# EXERCISE DESCRIPTION
Copy out all the entries exactly.

(GIVEN DATA Opens)

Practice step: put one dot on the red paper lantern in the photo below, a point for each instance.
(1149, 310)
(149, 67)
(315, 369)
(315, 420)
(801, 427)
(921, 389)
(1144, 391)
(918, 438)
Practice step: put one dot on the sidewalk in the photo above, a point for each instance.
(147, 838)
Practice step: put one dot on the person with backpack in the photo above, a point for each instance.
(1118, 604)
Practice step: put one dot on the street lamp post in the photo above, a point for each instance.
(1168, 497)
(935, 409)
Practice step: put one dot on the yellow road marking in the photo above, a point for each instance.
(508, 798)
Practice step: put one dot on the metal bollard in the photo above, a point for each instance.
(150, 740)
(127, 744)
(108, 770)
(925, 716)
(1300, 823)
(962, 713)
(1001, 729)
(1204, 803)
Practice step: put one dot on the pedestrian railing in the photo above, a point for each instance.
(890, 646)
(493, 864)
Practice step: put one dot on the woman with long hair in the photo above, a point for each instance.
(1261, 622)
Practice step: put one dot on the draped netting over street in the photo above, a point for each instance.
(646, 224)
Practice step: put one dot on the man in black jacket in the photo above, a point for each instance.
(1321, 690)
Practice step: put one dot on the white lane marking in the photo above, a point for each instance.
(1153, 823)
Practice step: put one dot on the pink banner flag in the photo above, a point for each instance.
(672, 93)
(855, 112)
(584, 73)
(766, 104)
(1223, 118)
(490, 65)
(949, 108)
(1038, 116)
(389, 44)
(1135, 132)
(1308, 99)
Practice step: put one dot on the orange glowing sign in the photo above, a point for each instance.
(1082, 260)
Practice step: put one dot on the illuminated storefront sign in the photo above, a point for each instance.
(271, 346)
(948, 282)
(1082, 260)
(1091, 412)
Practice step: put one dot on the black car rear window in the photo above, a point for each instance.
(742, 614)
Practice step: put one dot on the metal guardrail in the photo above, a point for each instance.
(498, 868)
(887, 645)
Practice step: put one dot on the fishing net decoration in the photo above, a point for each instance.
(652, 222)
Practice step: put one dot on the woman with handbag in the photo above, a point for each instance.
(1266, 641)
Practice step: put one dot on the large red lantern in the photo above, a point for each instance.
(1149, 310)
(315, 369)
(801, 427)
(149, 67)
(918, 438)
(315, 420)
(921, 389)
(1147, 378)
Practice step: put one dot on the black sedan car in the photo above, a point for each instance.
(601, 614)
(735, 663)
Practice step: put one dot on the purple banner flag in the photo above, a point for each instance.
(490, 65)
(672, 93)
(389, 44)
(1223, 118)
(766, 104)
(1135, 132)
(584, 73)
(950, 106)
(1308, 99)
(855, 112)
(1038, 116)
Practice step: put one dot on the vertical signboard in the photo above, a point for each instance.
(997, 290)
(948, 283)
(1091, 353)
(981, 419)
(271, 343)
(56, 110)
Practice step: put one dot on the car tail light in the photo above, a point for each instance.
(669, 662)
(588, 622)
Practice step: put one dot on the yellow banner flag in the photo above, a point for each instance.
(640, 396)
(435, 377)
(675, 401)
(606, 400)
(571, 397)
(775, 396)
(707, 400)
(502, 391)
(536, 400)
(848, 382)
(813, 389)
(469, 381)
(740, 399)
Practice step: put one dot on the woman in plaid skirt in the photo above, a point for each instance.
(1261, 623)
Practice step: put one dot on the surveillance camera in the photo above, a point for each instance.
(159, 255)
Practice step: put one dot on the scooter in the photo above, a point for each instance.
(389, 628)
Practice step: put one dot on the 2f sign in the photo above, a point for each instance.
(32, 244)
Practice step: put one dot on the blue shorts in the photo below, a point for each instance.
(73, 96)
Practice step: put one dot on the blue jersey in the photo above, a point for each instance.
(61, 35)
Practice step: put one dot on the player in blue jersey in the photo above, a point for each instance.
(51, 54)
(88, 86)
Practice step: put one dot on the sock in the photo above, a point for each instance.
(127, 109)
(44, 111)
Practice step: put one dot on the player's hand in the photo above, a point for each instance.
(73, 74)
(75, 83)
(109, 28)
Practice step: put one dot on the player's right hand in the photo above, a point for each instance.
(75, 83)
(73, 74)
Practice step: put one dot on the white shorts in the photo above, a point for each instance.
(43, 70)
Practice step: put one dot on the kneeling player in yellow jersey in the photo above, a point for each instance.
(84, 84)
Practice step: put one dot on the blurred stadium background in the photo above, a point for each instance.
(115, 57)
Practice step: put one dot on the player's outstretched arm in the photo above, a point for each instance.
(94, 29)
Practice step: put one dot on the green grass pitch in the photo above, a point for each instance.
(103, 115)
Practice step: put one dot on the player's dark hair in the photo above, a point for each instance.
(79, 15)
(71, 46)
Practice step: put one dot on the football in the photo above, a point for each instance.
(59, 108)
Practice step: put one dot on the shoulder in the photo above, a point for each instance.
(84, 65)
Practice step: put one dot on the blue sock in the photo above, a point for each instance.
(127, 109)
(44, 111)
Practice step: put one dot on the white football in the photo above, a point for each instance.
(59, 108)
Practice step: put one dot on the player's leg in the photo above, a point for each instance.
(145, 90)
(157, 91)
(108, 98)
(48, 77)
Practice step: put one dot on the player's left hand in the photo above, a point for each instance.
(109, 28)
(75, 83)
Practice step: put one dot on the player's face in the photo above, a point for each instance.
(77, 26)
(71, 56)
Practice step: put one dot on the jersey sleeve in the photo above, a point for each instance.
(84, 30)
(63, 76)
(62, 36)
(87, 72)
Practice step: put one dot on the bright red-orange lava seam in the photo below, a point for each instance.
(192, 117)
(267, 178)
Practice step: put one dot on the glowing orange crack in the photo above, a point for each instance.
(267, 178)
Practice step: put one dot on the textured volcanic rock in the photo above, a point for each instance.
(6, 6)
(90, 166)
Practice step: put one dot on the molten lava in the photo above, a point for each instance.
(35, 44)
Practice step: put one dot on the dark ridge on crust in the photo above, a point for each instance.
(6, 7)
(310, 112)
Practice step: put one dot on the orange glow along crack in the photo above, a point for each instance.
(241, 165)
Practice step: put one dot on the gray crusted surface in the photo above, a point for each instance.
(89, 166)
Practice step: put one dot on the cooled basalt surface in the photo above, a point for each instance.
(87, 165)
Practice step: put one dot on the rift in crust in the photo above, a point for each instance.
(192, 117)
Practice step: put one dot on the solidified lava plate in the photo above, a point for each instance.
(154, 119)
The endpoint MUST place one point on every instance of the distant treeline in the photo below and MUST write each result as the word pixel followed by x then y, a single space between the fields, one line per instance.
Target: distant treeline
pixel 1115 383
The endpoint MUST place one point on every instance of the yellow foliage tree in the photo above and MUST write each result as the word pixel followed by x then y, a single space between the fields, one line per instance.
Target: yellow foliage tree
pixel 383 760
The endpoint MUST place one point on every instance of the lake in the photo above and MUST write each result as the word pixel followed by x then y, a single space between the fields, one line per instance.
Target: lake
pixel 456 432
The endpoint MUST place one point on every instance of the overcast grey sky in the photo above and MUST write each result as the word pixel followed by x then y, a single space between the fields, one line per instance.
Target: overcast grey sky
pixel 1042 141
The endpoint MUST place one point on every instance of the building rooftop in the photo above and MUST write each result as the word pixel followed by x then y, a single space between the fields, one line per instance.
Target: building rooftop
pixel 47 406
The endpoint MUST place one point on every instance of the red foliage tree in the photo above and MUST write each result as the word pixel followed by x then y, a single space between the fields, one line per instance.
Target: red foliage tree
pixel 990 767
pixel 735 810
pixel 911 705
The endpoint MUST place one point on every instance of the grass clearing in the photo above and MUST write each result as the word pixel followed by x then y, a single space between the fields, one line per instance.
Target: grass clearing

(GIVEN DATA Closes)

# TASK OUTPUT
Practice step: put one dot on the red paper lantern in the photo below, a point for each instance.
(1149, 310)
(149, 67)
(315, 369)
(315, 420)
(801, 427)
(921, 389)
(1144, 391)
(918, 438)
Practice step: put one dot on the sidewalk in the photo above, a point for each instance.
(147, 838)
Practice step: put one dot on the person with backpack in the photo above, a point for each instance.
(1118, 604)
Practice step: put one dot on the street lamp post in the photo above, a point for each instance.
(1168, 497)
(935, 409)
Practice step: put one dot on the yellow road marking in the photo above, a point for each instance.
(508, 798)
Practice step: put one dot on the metal bollard in the photo above, a point for each instance.
(150, 740)
(127, 744)
(108, 770)
(925, 716)
(1300, 823)
(962, 713)
(1001, 729)
(1204, 803)
Practice step: put one dot on the pedestrian railing in the photo above, a point for each instance.
(890, 646)
(493, 864)
Practice step: put one dot on the woman with long hair in the photo above, a point for each instance.
(1261, 622)
Practice step: put one dot on the draped netting over street in the photo above, a point for each instance.
(646, 224)
Practice step: put one dot on the man in black jacket in the photo above, a point for each instance.
(1321, 690)
Practice step: put one dot on the white lane marking in the photo above, a point for each instance.
(1153, 823)
Practice step: put one dot on the pink banner flag in the photo above, a point for each instance.
(672, 93)
(855, 112)
(584, 73)
(766, 104)
(1223, 118)
(490, 65)
(949, 108)
(1038, 116)
(389, 44)
(1135, 132)
(1308, 99)
Practice step: put one dot on the orange glowing sign in the photo above, a point for each instance.
(1082, 260)
Practice step: put one dot on the illuminated storefront sign in the photo above, a point for each instance.
(271, 346)
(948, 282)
(1082, 260)
(1091, 412)
Practice step: put one dot on the black car rear window in the photo above, a point for each instance.
(742, 614)
Practice step: put one dot on the metal guardrail in the photo above, a point for each instance.
(498, 868)
(887, 645)
Practice step: put one dot on the fishing net decoration in the photo above, a point for each instance.
(652, 222)
Practice step: put one dot on the woman with handbag in the photo above, a point for each instance.
(1266, 641)
Practice step: put one dot on the large red lantern in the photo above, a point for each instance.
(1149, 310)
(315, 369)
(801, 427)
(149, 67)
(918, 438)
(315, 420)
(921, 389)
(1147, 378)
Practice step: put one dot on the black sedan car in the photo above, a point for each instance.
(601, 614)
(735, 663)
Practice step: put one dot on the purple banner flag in the photo above, a point for each instance.
(490, 65)
(672, 93)
(389, 44)
(1223, 118)
(766, 104)
(1135, 132)
(584, 73)
(950, 106)
(1308, 99)
(855, 112)
(1038, 116)
Practice step: put one dot on the vertical signboard in the photo above, a point for each instance.
(997, 290)
(948, 283)
(1091, 353)
(981, 419)
(271, 343)
(56, 110)
Practice step: put one dot on the car tail light in the photo above, a point for each instance.
(669, 662)
(588, 622)
Practice step: put one dot on the yellow banner flag in the photo above, a point for each instance.
(640, 396)
(435, 377)
(675, 401)
(606, 400)
(571, 397)
(775, 396)
(707, 400)
(502, 391)
(536, 400)
(848, 382)
(813, 389)
(469, 381)
(740, 399)
Practice step: put one dot on the woman in plaid skirt in the photo above, a point for each instance.
(1261, 623)
Practice step: put one dot on the surveillance camera in the photo above, a point for each instance.
(159, 255)
Practice step: put one dot on the scooter in the photo above, a point for each instance.
(389, 628)
Practice step: put one dot on the 2f sign in the photo above, a point for each instance.
(32, 244)
Practice step: put one dot on the blue shorts in the photo below, a point for each instance.
(73, 96)
Practice step: put one dot on the blue jersey in the photo above, a point for each instance.
(61, 35)
Practice step: put one dot on the player in blue jersey in the photo above, a point for each instance.
(51, 54)
(88, 86)
Practice step: put one dot on the sock in the photo above, a point for each instance.
(127, 109)
(44, 111)
Practice step: put one dot on the player's hand in the photo above, a point for each instance.
(73, 74)
(75, 83)
(109, 28)
Practice step: put one dot on the player's right hand in the photo above, a point for each instance.
(75, 83)
(73, 74)
Practice step: put one dot on the white shorts in the photo above, a point for each instance.
(43, 70)
Practice step: put one dot on the kneeling player in yellow jersey in the photo above, a point for each instance.
(84, 84)
Practice step: put one dot on the blurred stadium background in the photo above, a point for each instance.
(115, 57)
Practice step: put one dot on the player's outstretched arm in the photo above, a point for each instance.
(94, 29)
Practice step: put one dot on the green grass pitch in the photo above, a point for each instance.
(103, 115)
Practice step: put one dot on the player's dark hair in the photo above, a point for each instance.
(79, 15)
(71, 46)
Practice step: put one dot on the football in the photo above, a point for each instance.
(59, 108)
Practice step: put one dot on the shoulder in the photo above, a point for each instance.
(84, 65)
Practice step: put one dot on the blue sock in the photo above, a point for each instance.
(127, 109)
(44, 111)
Practice step: put one dot on the white football in the photo above, a point for each instance.
(59, 108)
Practice step: put one dot on the player's leg in the photo above, a point for each instance.
(145, 90)
(157, 91)
(108, 98)
(48, 77)
Practice step: put one dot on the player's left hand in the photo above, a point for each instance.
(109, 28)
(75, 83)
Practice step: put one dot on the player's face in the photo above, a point for each instance.
(77, 26)
(71, 56)
Practice step: put one dot on the jersey sleeve in the photo above, a point for each instance.
(84, 30)
(63, 76)
(62, 36)
(87, 72)
Practice step: put one dot on the bright red-orange lava seam in the photo below, a point for each instance.
(192, 117)
(267, 178)
Practice step: put one dot on the glowing orange crack in the photo above, a point for each instance.
(267, 178)
Practice step: put one dot on the textured volcanic rock in the photo above, a point for each instance.
(6, 6)
(90, 166)
Practice step: put one dot on the molten lava in the photo above, a point for each instance.
(35, 44)
Practice step: put one dot on the dark ridge on crust in the photo above, a point for each instance.
(6, 7)
(310, 112)
Practice step: put one dot on the orange glow along crack in the photo above, a point for each instance.
(241, 165)
Practice step: put one dot on the gray crusted surface in the photo above, a point for each instance.
(89, 166)
Practice step: put one dot on the cooled basalt surface in the photo above, a point for each instance.
(87, 165)
Practice step: put one dot on the rift in crust in the photo above, a point for each instance.
(192, 117)
Practice step: put one dot on the solidified lava plate in the photo above, a point for each instance.
(154, 119)
The endpoint MUST place one point on every instance of the distant treeline in the photo below and MUST write each result as the word pixel followed by x then y, a single space between the fields, one line per instance.
Target: distant treeline
pixel 1115 383
The endpoint MUST place one point on every instance of the yellow foliage tree in the photo above and MUST write each result as the word pixel followed by x then y, a single space between the fields, one line per instance.
Target: yellow foliage tree
pixel 383 760
The endpoint MUST place one point on every instance of the lake in the photo above and MUST write each result as the word pixel followed by x then y, a single space between the fields, one line per instance.
Target: lake
pixel 456 432
The endpoint MUST place one point on every instance of the overcast grey sky in the photo above and MUST write each result as the word pixel followed by x then y, a single space between the fields, one line per instance.
Target: overcast grey sky
pixel 1042 141
The endpoint MUST place one point on every instance of the building rooftop in the photo above and MUST write each result as the word pixel followed by x then y, a single space between the fields, one line per instance.
Target: building rooftop
pixel 47 406
The endpoint MUST place one point on every instance of the red foliage tree in the photo above and MUST write each result as the word pixel followed by x then y, a single space between the fields, one line per instance.
Target: red foliage tree
pixel 990 767
pixel 735 810
pixel 911 705
The endpoint MUST place one point on every instance of the grass clearing in the photo above and MUST write each result as the word pixel followed by x then y, a single space between the fields, one line per instance.
Target: grass clearing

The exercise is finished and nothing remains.